◆ **SET OF TASKS**:
[1] Summarize the interview excerpt about starting a record label in two sentences.
[2] In the interview excerpt about starting a record label, list every hardship the speaker names as part of "coming up."
[3] Go on with the interview excerpt about starting a record label from the point where it stops.

I’ve played shows with [Kid Catapult] for like a year before he came to record. I kept saying ‘dude, you need to record, you’re so good.’ and he’s like, ‘I don’t have any money to record,’ which I understood because that’s where I came from. ‘Just come over and record with me,’ and we started doing that. That’s when he threw it out, he said ‘I can’t wait for you to start a record label.’ I was like, I could do that. I understand coming up, there’s a lot of single parents, and the job market sucks and the housing market sucks and money is not easy to have. I have something that I already have, there’s no overhead here, I don’t have to pay for any of this. Just come over, be my friend and let’s record your music. You deserve it. That’s kind of where that whole idea started.

Was Simpulfest a move in that direction?

◆ **STORED RECORDS**:
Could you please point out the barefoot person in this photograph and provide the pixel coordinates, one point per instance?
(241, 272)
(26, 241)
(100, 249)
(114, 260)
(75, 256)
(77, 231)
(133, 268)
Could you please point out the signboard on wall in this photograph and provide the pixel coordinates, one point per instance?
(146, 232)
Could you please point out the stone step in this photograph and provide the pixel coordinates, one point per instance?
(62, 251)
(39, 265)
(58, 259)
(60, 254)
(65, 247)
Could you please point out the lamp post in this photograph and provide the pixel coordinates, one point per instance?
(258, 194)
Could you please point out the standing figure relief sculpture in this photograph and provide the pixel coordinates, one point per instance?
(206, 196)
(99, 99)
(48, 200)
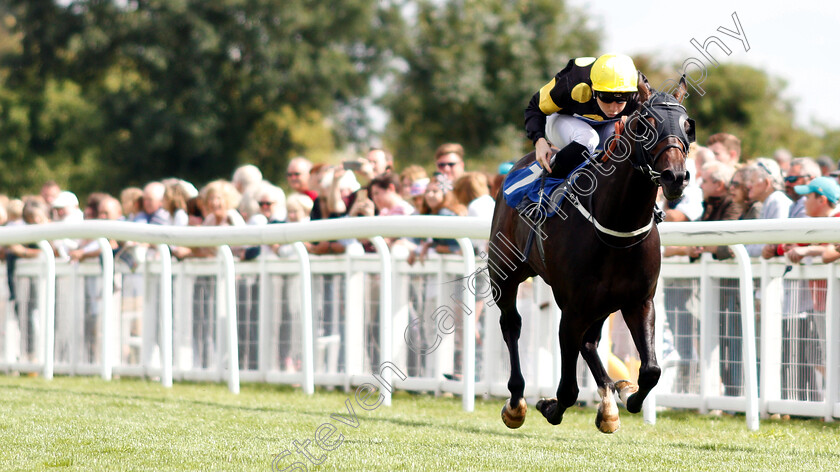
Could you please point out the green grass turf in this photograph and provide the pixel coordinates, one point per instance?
(82, 423)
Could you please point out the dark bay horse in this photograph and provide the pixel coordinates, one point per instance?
(599, 253)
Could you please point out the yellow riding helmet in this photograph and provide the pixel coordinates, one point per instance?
(614, 73)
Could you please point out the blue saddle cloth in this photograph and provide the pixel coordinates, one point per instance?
(523, 186)
(525, 183)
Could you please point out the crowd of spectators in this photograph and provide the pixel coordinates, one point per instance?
(368, 186)
(726, 189)
(763, 188)
(723, 187)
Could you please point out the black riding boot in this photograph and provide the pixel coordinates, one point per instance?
(566, 159)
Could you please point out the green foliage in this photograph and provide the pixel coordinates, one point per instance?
(180, 87)
(470, 69)
(743, 101)
(103, 94)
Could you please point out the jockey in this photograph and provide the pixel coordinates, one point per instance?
(576, 110)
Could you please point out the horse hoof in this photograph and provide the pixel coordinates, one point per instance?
(514, 417)
(607, 425)
(625, 389)
(548, 408)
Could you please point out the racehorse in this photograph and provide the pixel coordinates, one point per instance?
(600, 253)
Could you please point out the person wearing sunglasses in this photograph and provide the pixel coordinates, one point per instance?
(449, 160)
(802, 171)
(575, 111)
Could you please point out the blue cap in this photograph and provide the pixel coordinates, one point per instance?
(505, 167)
(825, 186)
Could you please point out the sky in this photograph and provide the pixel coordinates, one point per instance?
(797, 41)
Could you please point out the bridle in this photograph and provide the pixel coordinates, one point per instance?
(662, 108)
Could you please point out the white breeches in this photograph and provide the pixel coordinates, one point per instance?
(561, 130)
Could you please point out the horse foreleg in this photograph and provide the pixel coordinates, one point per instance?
(567, 391)
(641, 320)
(607, 420)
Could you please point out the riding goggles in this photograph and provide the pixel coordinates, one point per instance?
(611, 97)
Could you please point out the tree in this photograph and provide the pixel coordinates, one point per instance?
(181, 86)
(470, 68)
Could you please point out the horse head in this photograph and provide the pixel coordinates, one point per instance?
(662, 131)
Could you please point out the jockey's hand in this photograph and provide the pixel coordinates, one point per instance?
(543, 153)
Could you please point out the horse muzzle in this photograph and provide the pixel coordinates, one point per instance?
(673, 183)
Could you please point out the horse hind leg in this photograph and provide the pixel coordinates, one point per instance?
(515, 408)
(607, 420)
(567, 391)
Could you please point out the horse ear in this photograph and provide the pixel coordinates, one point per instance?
(643, 88)
(682, 90)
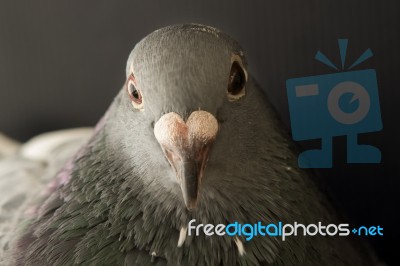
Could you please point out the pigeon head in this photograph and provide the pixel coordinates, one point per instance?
(180, 80)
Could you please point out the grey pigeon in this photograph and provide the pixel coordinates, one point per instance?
(190, 136)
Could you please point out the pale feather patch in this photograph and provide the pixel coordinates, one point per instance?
(182, 236)
(240, 246)
(8, 146)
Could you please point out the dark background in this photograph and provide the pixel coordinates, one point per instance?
(62, 62)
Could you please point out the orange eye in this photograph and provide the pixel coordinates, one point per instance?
(134, 93)
(237, 79)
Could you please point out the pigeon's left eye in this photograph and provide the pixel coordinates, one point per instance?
(134, 93)
(237, 80)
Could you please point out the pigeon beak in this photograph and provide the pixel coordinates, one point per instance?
(186, 147)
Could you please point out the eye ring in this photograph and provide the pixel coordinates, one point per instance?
(237, 81)
(134, 93)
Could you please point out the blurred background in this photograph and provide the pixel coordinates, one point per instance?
(62, 62)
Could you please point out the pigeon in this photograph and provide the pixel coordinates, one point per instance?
(191, 136)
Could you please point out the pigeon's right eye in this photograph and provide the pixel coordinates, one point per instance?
(237, 81)
(134, 93)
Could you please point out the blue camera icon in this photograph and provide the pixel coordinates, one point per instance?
(324, 106)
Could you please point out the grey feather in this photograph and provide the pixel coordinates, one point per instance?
(122, 203)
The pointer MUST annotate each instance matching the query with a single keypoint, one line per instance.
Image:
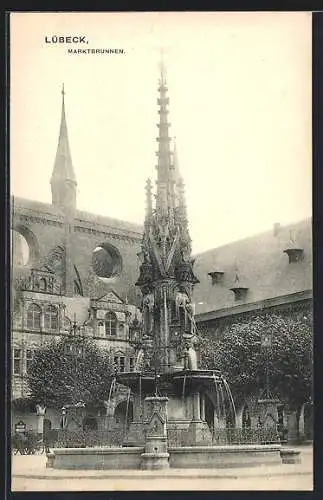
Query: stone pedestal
(40, 411)
(199, 434)
(155, 455)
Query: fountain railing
(176, 437)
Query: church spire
(63, 180)
(165, 200)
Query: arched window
(51, 318)
(101, 329)
(42, 285)
(67, 324)
(33, 317)
(110, 324)
(246, 419)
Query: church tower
(166, 274)
(63, 180)
(63, 184)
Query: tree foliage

◆ **RESPONSES TO THE TASKS**:
[1] The speaker played shows with Kid Catapult for about a year, urged him to record, and, when he said he had no money for it, invited him to come over and record for free. Kid Catapult then said he couldn't wait for the speaker to start a record label, and the speaker took up the idea, since recording there has no overhead and money is hard to come by.

[2]
- There are a lot of single parents.
- The job market sucks.
- The housing market sucks.
- Money is not easy to have.

[3]
Yeah, it was for both the studio and the whole Simpul universe, whatever you want to call it. I think the people on the label deserve some recognition. I wanted to help them play more shows. I recently worked with The Crawlouts and the Dumpster Fire album I did in here, Karate Riot, pretty much like 75% of the bands that played have come through the studio at some point. I just want it to be a thing for Boise. Like, here we are, if you need my help, if you want a studio to record in where it’s low-key and chill, let’s just talk and chill and see what we can do. Plus, it’s just fun.

How do you record drums in here?

Basically everything, including this chair, all goes out there. The drummer basically sits here [in the corner]. It fits fine. It gets LOUD in here.